- [Aim]: Reproduce word for word the section of the passage on the play Kinjeketile starting at "He who partakes" and ending at "from our ancestors.".

Kitunda: Are you trying to say that I am selling you and my people to the white
             man?
Mkichi: There are people doing that. There are people who are paid to stop us
           uniting. (Kinjeketile 5)’
          Here, they are interrupted by Mnypala. He approaches Kitunda directly for something concerning his (Kitunda’s) working at the plantation. Afterwords, we discover that he is being whipped seriously to a point of his falling unconsciously. His daughter Chausika is taken away to slave-in lieu of her parents. And later, it is revealed that, she is forcibly raped and molested, by the Askaris.
          Kinjeketile suddenly emerges from his thaumaturgic comb. He dances forward and backward and ambles towards a particular river inside of which he drowns himself, very quickly. At his metamorphosis, he comes out of the river, like one who has already been inebriated with some wild spirits. And addressing the people, in poetic figures, he begins to preach revolution and an outright purgative exorcism of the ‘aliens’ (Germans) from the land.
          In this scene (of Kinjeketile’s transfiguration), Kinjeketile appears to the whole, as the messiah who, having gone to the wilderness for so many years, arrives with a remedy. He becomes a mythic portraiture of respite for the people, just like some legendary immortals, as Odysseus and many other Grecian heroes that we know of. He has gone to dine with his ancestors, to get help from them and has been conjoined with them. He has been shown the key to freedom, ‘the spiritual water’, the water of life and immortality, ‘the maji-maji’.
A vignette from His Verse
‘This is th water land
This is the water of life.
And this is the whisk of power.
He who partakes of this water
no harm will befall him
No bullet will penetrate his body.
These are the gifts given us by our
ancestors and our spirits
Hear from me who comes from Bokolo,
the land of our ancestors
The message from our ancestors.
‘Destroy the Red Earth!
And these are the instruments.’’ (Kinjeketile, pg 10)

- [Given information]:
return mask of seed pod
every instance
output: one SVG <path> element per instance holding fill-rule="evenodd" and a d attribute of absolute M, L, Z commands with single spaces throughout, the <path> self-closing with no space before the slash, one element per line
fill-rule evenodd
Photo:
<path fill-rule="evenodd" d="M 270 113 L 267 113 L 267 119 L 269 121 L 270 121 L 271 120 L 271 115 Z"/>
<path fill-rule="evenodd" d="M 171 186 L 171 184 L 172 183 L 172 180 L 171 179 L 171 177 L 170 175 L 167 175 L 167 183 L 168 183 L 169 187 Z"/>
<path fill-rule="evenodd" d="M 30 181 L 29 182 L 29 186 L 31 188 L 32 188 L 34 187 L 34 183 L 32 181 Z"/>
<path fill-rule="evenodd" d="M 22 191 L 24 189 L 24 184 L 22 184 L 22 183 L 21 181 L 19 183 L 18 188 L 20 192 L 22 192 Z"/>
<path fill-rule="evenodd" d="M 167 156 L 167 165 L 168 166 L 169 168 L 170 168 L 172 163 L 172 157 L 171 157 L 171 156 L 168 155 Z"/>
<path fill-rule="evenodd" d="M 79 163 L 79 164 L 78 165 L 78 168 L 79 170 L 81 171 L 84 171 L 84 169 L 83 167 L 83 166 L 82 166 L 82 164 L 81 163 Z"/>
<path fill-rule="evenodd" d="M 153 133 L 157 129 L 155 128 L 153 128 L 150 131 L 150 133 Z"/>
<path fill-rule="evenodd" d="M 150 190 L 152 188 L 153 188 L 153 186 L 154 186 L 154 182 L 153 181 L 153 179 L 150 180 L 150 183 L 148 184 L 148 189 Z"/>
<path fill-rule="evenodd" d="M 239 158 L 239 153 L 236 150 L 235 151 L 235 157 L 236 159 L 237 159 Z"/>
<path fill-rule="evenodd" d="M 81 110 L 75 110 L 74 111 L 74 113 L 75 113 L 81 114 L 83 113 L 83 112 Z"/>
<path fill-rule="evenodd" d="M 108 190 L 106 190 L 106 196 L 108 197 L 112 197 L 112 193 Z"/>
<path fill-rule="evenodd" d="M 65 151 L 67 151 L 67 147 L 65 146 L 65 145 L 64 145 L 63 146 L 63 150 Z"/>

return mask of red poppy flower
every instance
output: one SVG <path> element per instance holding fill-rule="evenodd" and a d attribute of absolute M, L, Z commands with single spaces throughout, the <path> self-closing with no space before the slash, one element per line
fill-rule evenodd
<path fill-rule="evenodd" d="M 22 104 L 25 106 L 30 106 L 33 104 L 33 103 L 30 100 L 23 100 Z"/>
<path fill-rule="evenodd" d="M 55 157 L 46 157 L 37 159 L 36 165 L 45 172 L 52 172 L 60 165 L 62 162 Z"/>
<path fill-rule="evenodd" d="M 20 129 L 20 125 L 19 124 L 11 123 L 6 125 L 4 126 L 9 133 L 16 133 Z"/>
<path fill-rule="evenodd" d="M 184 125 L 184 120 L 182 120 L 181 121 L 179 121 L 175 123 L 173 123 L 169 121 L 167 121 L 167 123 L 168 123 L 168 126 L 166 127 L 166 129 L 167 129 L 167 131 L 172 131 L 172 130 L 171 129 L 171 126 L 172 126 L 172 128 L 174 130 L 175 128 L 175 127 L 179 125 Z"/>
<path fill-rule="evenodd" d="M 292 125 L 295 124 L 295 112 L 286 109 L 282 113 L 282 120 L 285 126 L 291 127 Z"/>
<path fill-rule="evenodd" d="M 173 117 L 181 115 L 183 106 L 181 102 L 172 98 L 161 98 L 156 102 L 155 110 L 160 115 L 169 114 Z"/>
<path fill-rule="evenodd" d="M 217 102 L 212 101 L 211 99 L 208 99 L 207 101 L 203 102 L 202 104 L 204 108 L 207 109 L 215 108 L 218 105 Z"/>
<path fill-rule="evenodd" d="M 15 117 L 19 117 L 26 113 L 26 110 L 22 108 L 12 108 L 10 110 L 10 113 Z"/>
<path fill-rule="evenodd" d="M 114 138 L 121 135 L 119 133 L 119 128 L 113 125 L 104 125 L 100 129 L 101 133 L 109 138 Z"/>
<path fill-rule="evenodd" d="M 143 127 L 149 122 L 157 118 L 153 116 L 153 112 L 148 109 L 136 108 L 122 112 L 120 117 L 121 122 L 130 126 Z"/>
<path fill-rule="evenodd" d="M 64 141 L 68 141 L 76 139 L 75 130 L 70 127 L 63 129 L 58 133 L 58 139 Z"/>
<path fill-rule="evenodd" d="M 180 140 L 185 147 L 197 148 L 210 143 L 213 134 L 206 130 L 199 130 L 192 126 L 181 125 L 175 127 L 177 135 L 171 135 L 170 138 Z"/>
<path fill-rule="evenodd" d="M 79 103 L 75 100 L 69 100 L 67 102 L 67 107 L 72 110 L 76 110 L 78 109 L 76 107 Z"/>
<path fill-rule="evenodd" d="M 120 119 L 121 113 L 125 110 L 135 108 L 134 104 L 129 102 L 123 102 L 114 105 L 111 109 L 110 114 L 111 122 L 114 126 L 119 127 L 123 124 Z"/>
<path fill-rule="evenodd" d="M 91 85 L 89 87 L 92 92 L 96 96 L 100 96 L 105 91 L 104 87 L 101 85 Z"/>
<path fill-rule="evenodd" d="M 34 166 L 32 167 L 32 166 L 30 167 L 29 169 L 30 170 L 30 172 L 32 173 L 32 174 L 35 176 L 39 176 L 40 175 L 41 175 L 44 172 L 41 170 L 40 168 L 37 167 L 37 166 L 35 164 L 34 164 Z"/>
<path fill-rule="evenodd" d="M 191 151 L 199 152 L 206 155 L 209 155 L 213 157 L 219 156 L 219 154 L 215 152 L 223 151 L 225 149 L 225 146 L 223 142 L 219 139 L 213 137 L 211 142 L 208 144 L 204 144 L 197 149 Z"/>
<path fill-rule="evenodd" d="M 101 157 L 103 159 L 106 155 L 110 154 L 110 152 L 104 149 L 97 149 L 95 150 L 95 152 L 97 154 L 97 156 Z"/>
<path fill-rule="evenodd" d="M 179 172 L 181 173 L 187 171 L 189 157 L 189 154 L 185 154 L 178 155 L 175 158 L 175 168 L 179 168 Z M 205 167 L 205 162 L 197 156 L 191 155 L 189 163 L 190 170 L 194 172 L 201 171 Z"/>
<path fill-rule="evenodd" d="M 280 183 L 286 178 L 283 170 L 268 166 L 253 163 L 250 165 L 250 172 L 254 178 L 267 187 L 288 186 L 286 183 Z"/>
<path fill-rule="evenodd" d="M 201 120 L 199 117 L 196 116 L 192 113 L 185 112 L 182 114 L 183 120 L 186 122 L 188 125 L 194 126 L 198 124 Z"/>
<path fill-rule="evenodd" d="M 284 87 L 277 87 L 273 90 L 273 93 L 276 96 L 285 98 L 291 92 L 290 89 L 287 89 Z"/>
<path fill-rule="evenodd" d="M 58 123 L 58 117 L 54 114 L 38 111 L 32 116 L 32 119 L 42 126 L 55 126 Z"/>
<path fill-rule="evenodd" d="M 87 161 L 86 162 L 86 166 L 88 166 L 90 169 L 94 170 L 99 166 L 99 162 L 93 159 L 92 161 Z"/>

- [Problem solution]:
He who partakes of this water
no harm will befall him
No bullet will penetrate his body.
These are the gifts given us by our
ancestors and our spirits
Hear from me who comes from Bokolo,
the land of our ancestors
The message from our ancestors.